Brief
Copy each of the entries below verbatim, line for line.
>> BEGIN
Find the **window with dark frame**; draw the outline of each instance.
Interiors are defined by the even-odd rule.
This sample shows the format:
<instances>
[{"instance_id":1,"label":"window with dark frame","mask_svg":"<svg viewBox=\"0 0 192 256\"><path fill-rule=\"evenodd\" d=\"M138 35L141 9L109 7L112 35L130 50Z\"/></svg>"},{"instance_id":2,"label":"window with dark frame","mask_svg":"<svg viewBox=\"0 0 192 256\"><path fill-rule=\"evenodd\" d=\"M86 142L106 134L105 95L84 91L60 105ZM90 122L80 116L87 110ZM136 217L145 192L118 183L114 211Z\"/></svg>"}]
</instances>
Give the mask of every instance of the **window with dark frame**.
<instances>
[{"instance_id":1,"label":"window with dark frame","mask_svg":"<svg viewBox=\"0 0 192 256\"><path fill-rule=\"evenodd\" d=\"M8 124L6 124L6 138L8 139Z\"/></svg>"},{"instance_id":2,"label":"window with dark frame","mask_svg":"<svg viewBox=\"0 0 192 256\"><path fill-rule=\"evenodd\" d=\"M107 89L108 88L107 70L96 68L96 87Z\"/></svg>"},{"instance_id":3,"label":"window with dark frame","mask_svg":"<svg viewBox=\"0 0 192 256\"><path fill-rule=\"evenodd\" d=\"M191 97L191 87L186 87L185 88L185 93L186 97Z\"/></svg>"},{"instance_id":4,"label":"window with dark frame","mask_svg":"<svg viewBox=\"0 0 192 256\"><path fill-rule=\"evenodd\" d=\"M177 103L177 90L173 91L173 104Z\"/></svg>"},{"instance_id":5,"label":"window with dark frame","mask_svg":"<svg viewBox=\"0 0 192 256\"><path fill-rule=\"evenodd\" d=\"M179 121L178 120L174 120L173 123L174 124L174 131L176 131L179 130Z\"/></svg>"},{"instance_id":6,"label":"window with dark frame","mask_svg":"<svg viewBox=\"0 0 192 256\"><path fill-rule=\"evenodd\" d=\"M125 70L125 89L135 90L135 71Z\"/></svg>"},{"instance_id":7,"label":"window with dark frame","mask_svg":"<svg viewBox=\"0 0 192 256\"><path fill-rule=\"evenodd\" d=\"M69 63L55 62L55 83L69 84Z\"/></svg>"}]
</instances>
>> END
Finished exercise
Find the **window with dark frame**; draw the outline of each instance.
Interiors are defined by the even-odd rule.
This sample shows the format:
<instances>
[{"instance_id":1,"label":"window with dark frame","mask_svg":"<svg viewBox=\"0 0 192 256\"><path fill-rule=\"evenodd\" d=\"M138 35L141 9L109 7L112 35L130 50Z\"/></svg>"},{"instance_id":2,"label":"window with dark frame","mask_svg":"<svg viewBox=\"0 0 192 256\"><path fill-rule=\"evenodd\" d=\"M86 142L106 134L105 95L84 91L60 105ZM90 122L80 116L87 110ZM136 217L145 192L118 183L114 211Z\"/></svg>"}]
</instances>
Give the mask of every instance of the **window with dark frame**.
<instances>
[{"instance_id":1,"label":"window with dark frame","mask_svg":"<svg viewBox=\"0 0 192 256\"><path fill-rule=\"evenodd\" d=\"M8 124L6 124L6 138L8 139Z\"/></svg>"},{"instance_id":2,"label":"window with dark frame","mask_svg":"<svg viewBox=\"0 0 192 256\"><path fill-rule=\"evenodd\" d=\"M107 89L108 88L107 70L96 68L96 87Z\"/></svg>"},{"instance_id":3,"label":"window with dark frame","mask_svg":"<svg viewBox=\"0 0 192 256\"><path fill-rule=\"evenodd\" d=\"M191 97L191 87L186 87L185 88L185 93L186 97Z\"/></svg>"},{"instance_id":4,"label":"window with dark frame","mask_svg":"<svg viewBox=\"0 0 192 256\"><path fill-rule=\"evenodd\" d=\"M177 103L177 90L173 91L173 104Z\"/></svg>"},{"instance_id":5,"label":"window with dark frame","mask_svg":"<svg viewBox=\"0 0 192 256\"><path fill-rule=\"evenodd\" d=\"M179 121L178 120L174 120L173 123L174 124L174 131L176 131L179 130Z\"/></svg>"},{"instance_id":6,"label":"window with dark frame","mask_svg":"<svg viewBox=\"0 0 192 256\"><path fill-rule=\"evenodd\" d=\"M125 70L125 89L135 90L135 71Z\"/></svg>"},{"instance_id":7,"label":"window with dark frame","mask_svg":"<svg viewBox=\"0 0 192 256\"><path fill-rule=\"evenodd\" d=\"M69 63L55 62L55 83L69 84Z\"/></svg>"}]
</instances>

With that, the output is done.